- Document extract:

————

“We won’t be able to confront climate change if the US and China don’t work together,” Pakistan’s Foreign Minister Bilawal Bhutto Zardari complained to Foreign Policy at the end of September, following the cataclysmic flooding that recently inundated the South Asian nation.
Although climate change has been a rare source of cooperation between the two superpowers in recent years, even that has now succumbed to their growing rivalry. In August, China suspended talks with the US on climate change in reprisal for US House Speaker Nancy Pelosi’s recent visit to Taiwan. That visit fuelled hostilities between the two superpowers and raised the spectre of a possible Chinese invasion.
The breakout of the Ukraine War earlier this year set global energy markets aflame and threatened the energy transition, as energy security took precedence over sustainability. However, with China, the US and Taiwan all representing integral cogs in the world’s low-carbon transition, there are fears that a Chinese invasion of Taiwan could have even more drastic consequences for the world’s net-zero agenda.
Xi’s dream of “reunification”

————

- Records from a collection:
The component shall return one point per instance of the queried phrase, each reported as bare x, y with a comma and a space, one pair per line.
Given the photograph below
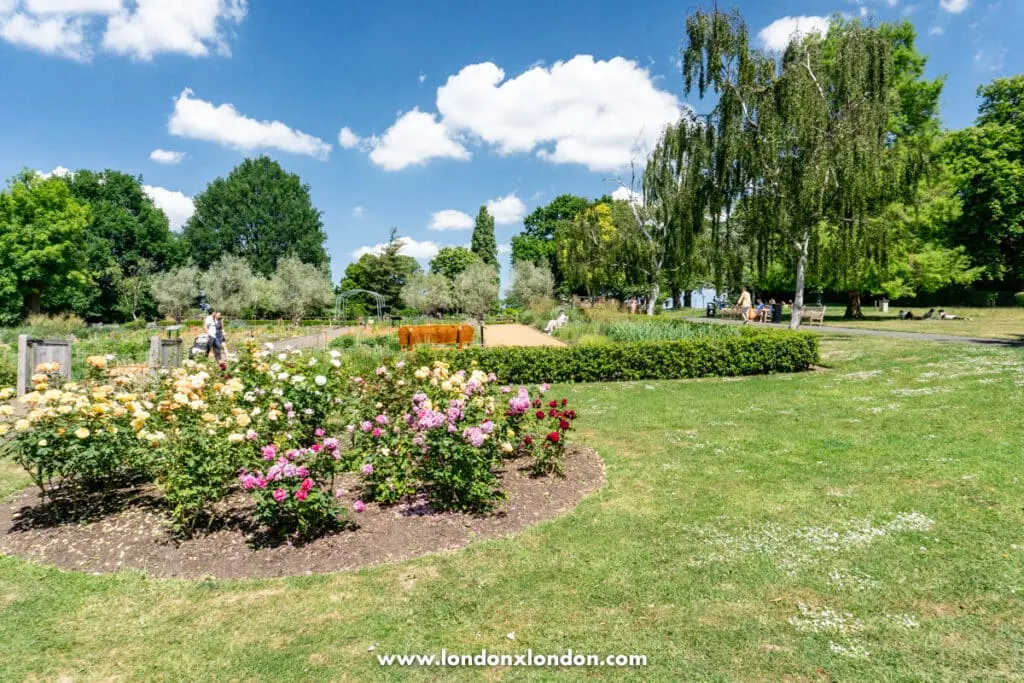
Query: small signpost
32, 352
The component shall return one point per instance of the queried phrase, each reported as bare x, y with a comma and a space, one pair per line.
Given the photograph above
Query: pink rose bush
293, 495
443, 432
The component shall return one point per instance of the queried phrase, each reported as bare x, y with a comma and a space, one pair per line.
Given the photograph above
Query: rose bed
130, 530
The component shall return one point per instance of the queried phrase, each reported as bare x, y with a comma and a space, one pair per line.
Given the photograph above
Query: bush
753, 352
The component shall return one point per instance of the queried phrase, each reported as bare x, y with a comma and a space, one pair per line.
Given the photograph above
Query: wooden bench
814, 314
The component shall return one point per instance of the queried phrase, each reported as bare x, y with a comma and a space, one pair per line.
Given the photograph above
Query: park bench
815, 314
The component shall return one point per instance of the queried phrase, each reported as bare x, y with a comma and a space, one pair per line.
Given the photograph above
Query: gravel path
913, 336
517, 335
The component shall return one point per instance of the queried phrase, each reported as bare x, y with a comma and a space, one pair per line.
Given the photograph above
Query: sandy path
517, 335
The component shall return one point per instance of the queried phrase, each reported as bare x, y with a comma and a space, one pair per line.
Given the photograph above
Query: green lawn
987, 323
863, 522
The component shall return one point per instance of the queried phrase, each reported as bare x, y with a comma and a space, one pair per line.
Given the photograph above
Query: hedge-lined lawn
865, 522
987, 323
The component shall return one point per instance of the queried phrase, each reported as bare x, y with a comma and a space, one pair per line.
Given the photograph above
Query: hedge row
752, 353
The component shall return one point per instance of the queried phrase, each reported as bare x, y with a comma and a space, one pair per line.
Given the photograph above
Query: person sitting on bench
943, 315
557, 323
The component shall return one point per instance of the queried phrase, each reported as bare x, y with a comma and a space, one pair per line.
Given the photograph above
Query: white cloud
184, 27
600, 114
73, 6
415, 138
223, 124
624, 194
595, 113
954, 6
59, 172
776, 36
450, 219
140, 29
410, 247
507, 210
167, 157
177, 206
347, 139
59, 36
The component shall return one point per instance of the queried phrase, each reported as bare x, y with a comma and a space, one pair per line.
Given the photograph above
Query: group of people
214, 328
930, 315
760, 312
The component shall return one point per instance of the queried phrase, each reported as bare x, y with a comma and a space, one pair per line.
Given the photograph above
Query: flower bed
201, 432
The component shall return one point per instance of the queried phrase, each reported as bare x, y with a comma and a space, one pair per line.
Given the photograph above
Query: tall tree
802, 136
385, 273
43, 262
987, 162
483, 243
125, 229
259, 212
537, 243
451, 261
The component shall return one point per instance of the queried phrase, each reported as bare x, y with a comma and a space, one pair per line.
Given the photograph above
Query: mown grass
985, 323
729, 504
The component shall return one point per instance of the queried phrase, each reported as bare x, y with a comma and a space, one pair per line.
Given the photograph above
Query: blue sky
399, 114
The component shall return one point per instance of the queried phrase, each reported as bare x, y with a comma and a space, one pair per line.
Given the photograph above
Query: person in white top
210, 325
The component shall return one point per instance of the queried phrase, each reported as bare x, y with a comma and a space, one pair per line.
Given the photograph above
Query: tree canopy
259, 212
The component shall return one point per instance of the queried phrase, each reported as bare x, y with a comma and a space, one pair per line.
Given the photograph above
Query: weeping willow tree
662, 224
799, 139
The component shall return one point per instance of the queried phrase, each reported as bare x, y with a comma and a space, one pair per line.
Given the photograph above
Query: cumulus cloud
410, 247
600, 114
177, 206
167, 157
60, 36
415, 138
450, 219
776, 36
58, 172
347, 139
224, 125
139, 29
507, 210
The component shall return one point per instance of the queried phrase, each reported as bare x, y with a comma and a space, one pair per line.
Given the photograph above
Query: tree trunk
853, 311
655, 290
798, 297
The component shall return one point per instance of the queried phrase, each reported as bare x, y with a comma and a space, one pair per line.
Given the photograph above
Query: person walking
743, 304
211, 332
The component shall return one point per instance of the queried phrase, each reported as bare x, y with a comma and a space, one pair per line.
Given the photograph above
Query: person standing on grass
743, 304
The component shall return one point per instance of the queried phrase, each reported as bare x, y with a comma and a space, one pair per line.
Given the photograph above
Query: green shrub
753, 352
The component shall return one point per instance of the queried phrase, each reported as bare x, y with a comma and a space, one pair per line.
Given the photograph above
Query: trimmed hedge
755, 352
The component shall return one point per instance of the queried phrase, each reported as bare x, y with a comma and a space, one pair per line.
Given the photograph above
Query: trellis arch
341, 302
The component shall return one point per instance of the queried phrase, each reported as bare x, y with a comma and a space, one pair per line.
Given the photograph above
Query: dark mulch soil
129, 530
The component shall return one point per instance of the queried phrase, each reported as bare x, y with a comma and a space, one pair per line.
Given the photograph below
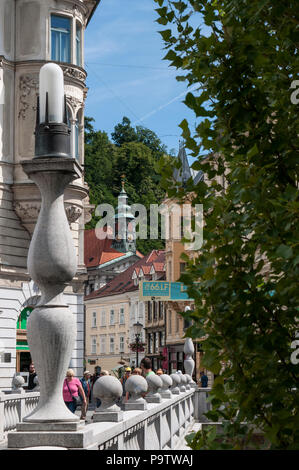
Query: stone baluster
52, 260
51, 327
109, 390
167, 383
189, 380
176, 379
136, 386
154, 383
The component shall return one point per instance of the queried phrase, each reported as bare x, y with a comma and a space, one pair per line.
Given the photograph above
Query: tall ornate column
52, 264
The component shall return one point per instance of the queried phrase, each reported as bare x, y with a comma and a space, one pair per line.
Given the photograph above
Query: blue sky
126, 73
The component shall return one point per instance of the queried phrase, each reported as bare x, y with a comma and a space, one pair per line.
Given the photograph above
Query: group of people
75, 390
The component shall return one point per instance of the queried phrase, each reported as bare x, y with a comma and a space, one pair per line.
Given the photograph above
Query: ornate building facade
33, 32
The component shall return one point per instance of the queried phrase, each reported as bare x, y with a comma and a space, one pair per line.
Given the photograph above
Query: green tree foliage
243, 58
135, 155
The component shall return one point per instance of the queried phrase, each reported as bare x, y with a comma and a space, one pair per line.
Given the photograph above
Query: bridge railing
14, 407
161, 426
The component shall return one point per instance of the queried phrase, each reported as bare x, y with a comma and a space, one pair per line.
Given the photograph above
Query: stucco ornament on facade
26, 85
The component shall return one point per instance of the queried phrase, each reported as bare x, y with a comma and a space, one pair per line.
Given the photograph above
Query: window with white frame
122, 316
103, 318
60, 38
93, 345
102, 344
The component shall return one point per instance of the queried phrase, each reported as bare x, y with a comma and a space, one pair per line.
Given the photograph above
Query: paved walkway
181, 445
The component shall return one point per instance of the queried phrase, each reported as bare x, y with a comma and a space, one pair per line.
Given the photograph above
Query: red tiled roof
123, 282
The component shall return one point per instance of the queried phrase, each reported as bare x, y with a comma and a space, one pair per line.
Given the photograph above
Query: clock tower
125, 234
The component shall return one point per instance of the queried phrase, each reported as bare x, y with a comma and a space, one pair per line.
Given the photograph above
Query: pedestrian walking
32, 375
123, 380
71, 389
203, 380
146, 366
86, 385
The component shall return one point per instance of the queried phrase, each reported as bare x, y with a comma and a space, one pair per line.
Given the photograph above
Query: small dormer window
60, 38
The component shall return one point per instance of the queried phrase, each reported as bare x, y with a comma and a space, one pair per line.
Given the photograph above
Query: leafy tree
125, 133
100, 156
106, 163
243, 60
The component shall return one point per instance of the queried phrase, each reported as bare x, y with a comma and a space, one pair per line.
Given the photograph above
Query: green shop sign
163, 290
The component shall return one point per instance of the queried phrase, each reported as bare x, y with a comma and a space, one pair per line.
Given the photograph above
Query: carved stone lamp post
52, 260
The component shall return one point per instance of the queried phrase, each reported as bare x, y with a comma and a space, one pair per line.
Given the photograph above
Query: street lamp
137, 331
52, 263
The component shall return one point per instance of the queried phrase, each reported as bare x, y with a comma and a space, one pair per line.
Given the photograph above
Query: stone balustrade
155, 426
14, 407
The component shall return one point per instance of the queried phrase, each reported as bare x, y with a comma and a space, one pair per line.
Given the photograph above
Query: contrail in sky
163, 105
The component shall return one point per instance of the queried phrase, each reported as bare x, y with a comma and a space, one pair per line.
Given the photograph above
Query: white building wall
12, 302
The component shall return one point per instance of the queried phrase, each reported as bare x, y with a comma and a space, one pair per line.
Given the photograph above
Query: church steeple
125, 235
182, 174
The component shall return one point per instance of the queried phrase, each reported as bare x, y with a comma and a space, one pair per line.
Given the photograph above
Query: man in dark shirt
203, 379
32, 375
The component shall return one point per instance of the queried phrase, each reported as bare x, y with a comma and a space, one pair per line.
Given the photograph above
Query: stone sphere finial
176, 381
109, 390
154, 384
136, 386
167, 383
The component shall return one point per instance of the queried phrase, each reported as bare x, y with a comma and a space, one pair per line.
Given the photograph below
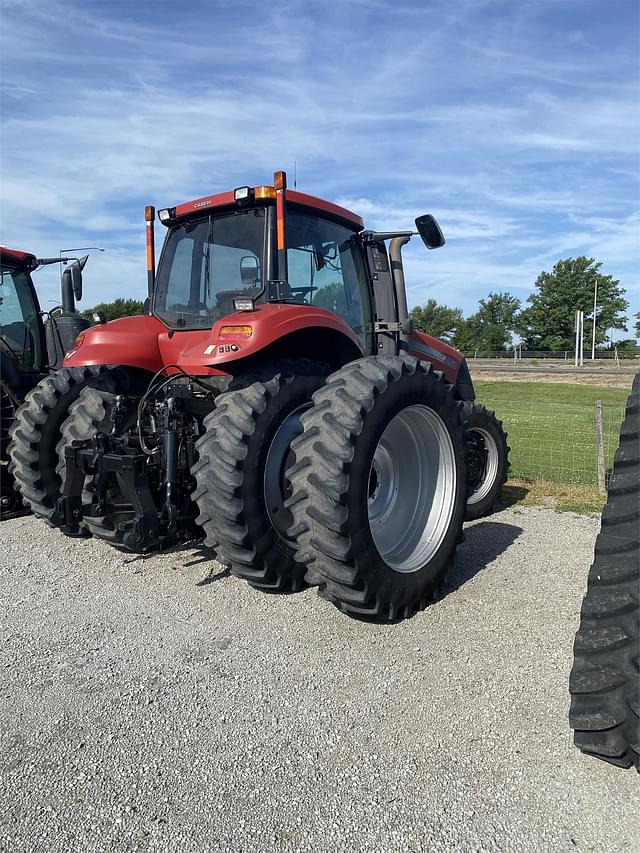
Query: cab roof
227, 199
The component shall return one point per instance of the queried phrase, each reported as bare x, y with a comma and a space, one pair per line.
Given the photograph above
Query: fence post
600, 448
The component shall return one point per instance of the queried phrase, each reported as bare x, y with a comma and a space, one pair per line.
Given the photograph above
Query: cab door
326, 269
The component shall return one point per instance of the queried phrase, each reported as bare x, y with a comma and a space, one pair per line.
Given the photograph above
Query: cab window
326, 270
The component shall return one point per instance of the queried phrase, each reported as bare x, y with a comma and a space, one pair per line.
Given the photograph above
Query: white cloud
494, 121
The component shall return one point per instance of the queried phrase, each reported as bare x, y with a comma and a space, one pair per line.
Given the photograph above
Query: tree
490, 328
548, 323
437, 320
117, 308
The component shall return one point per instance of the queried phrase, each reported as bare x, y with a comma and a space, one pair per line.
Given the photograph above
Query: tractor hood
145, 342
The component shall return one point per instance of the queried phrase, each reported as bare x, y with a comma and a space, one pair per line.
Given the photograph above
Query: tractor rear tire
605, 679
487, 459
36, 432
240, 484
379, 486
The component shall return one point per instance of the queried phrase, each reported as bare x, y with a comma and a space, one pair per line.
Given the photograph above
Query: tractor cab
240, 250
22, 337
29, 347
254, 247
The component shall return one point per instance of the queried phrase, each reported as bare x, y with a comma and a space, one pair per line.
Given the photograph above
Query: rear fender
441, 355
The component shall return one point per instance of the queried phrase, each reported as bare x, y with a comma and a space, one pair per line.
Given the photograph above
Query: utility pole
595, 300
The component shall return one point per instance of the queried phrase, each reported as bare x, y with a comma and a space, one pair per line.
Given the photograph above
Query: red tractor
277, 398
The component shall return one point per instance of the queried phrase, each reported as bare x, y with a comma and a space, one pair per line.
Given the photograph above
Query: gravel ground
144, 706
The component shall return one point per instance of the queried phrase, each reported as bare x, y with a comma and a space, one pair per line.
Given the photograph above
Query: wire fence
560, 443
519, 354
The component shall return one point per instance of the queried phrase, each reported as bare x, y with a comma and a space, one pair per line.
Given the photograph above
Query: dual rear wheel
354, 482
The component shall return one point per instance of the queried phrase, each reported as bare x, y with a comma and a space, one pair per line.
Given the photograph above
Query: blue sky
515, 123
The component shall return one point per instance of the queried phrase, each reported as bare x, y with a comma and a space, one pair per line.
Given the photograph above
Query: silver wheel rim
491, 466
412, 489
274, 468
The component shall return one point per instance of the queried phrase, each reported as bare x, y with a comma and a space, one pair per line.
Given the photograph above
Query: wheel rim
412, 488
483, 462
276, 486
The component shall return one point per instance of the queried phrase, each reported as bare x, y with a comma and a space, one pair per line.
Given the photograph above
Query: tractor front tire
605, 679
240, 472
36, 433
379, 486
487, 459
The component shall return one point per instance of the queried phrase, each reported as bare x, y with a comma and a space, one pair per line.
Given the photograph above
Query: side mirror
249, 271
430, 231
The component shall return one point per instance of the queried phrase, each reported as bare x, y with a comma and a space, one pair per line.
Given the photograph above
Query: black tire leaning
332, 486
35, 435
487, 459
605, 678
230, 472
87, 415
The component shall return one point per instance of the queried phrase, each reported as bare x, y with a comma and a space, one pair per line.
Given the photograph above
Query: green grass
551, 427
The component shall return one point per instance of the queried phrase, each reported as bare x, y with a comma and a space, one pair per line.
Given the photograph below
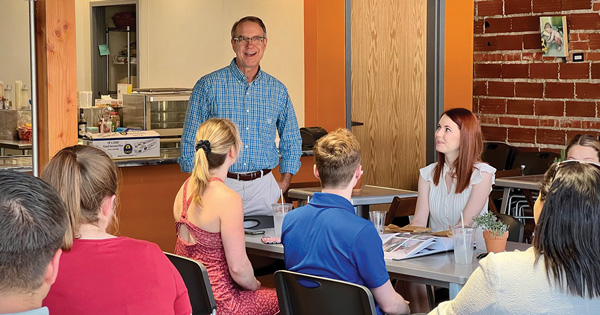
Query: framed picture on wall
554, 36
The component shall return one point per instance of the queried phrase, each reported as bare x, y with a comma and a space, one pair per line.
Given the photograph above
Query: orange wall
458, 54
324, 62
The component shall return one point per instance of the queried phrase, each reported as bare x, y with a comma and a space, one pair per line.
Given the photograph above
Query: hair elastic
204, 145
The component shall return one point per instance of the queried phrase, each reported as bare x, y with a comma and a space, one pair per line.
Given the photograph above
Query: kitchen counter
21, 163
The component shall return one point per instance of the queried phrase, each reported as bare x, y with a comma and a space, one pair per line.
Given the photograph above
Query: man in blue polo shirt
326, 238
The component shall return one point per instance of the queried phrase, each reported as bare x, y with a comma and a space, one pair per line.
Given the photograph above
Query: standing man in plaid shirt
260, 106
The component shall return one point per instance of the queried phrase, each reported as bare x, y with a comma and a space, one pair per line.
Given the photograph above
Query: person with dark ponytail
209, 222
559, 274
101, 273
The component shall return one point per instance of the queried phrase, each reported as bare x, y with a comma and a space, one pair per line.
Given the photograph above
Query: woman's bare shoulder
224, 195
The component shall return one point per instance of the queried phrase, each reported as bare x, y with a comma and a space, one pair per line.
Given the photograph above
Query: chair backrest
258, 222
497, 154
302, 294
534, 162
401, 207
515, 227
196, 280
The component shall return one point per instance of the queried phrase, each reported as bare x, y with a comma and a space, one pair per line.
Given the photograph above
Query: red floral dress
208, 249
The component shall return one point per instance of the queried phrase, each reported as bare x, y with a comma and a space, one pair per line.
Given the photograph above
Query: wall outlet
578, 57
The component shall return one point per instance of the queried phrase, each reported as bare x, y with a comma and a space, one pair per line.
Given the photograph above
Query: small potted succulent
495, 232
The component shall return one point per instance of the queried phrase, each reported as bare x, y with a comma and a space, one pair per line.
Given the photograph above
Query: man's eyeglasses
245, 40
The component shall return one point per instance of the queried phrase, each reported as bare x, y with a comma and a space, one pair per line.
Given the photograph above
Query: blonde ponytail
214, 138
83, 176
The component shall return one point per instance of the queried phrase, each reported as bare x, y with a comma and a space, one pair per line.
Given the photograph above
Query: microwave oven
161, 110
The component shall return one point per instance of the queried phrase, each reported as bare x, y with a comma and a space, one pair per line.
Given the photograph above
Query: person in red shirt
99, 272
33, 221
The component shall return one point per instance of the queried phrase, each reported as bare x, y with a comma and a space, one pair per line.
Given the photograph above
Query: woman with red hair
459, 182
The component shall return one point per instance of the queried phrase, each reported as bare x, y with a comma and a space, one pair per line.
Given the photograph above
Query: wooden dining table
437, 269
368, 195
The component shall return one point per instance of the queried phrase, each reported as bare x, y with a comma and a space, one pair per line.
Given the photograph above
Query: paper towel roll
18, 95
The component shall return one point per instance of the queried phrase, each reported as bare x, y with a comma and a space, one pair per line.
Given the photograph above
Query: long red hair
469, 150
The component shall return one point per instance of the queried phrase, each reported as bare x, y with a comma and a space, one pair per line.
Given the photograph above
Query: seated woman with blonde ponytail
209, 221
100, 273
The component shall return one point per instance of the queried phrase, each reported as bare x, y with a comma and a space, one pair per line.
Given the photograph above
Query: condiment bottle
82, 125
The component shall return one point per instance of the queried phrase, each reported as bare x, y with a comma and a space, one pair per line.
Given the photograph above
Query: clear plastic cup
378, 218
279, 212
463, 245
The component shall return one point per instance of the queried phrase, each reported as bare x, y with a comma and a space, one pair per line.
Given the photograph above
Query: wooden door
389, 89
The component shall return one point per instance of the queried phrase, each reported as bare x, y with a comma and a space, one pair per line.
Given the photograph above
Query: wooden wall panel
389, 89
57, 76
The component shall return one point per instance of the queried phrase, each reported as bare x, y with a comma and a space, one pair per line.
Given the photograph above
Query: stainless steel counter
16, 163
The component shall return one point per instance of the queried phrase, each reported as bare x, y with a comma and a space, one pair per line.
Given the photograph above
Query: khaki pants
257, 195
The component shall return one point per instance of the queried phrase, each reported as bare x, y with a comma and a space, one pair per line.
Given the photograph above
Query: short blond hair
337, 155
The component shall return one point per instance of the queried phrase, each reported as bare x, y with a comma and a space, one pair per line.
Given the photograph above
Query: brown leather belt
248, 176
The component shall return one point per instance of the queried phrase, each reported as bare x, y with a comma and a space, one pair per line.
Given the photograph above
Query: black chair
302, 294
497, 154
196, 280
257, 222
534, 163
516, 229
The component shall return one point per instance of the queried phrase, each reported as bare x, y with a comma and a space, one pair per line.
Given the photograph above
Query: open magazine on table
400, 246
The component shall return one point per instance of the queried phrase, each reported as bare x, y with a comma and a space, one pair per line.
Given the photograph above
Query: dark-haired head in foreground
567, 236
33, 221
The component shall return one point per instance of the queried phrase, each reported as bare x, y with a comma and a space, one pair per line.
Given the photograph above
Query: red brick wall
525, 99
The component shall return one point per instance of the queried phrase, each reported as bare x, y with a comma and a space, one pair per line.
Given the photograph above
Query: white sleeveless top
444, 207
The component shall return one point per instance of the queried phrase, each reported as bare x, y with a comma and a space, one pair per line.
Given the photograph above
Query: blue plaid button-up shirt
259, 109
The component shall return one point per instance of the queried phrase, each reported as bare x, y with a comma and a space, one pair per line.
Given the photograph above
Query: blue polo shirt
326, 238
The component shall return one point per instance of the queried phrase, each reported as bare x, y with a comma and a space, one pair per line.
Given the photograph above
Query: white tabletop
437, 269
368, 195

————

- Assigned task A:
Answer these questions using the article on climate change and Taiwan.
(i) To which publication did Bilawal Bhutto Zardari make his remarks at the end of September?
(ii) What did China suspend in August, and in reprisal for what?
(iii) After the Ukraine War broke out, what took precedence over sustainability?
- Assigned task B: Carry on the article on climate change and Taiwan, writing the section that follows its final heading.

- Final answer A:
(i) Foreign Policy.
(ii) Talks with the US on climate change, in reprisal for US House Speaker Nancy Pelosi's visit to Taiwan.
(iii) Energy security.

- Final answer B:
Chinese reunification with Taiwan is a key political goal of President Xi Jinping’s “road to national rejuvenation” agenda. In the face of a stagnating economy, highly restrictive Covid-19 policies and the failure of his so-called ‘Wolf Warrior’ diplomacy, Xi is facing increasing pressure from within China to press ahead with this goal.
The 20th National Congress of the Chinese Communist Party – where it decides on a leader for the next five years – is coming up later in October, and there are fears Xi could decide to reunify Taiwan to bolster his support and secure the leadership. In its latest white paper on Taiwan, the Chinese government declared it planned to reunify with Taiwan peacefully but also refused to rule out a military invasion.
Any attempt at forced reunification would severely disrupt geopolitics in the region. Given Taiwan’s importance to US foreign policy in East Asia as well as its wider economic value to the global economy, the US would likely support the island’s sovereignty with economic and military aid. President Joe Biden declared in September that US troops would come to Taiwan’s aid in the event of a Chinese invasion. This is despite the US’s long-standing official policy of “strategic ambiguity”, where it has been deliberately unclear about whether or how it would defend Taiwan in case of an attack.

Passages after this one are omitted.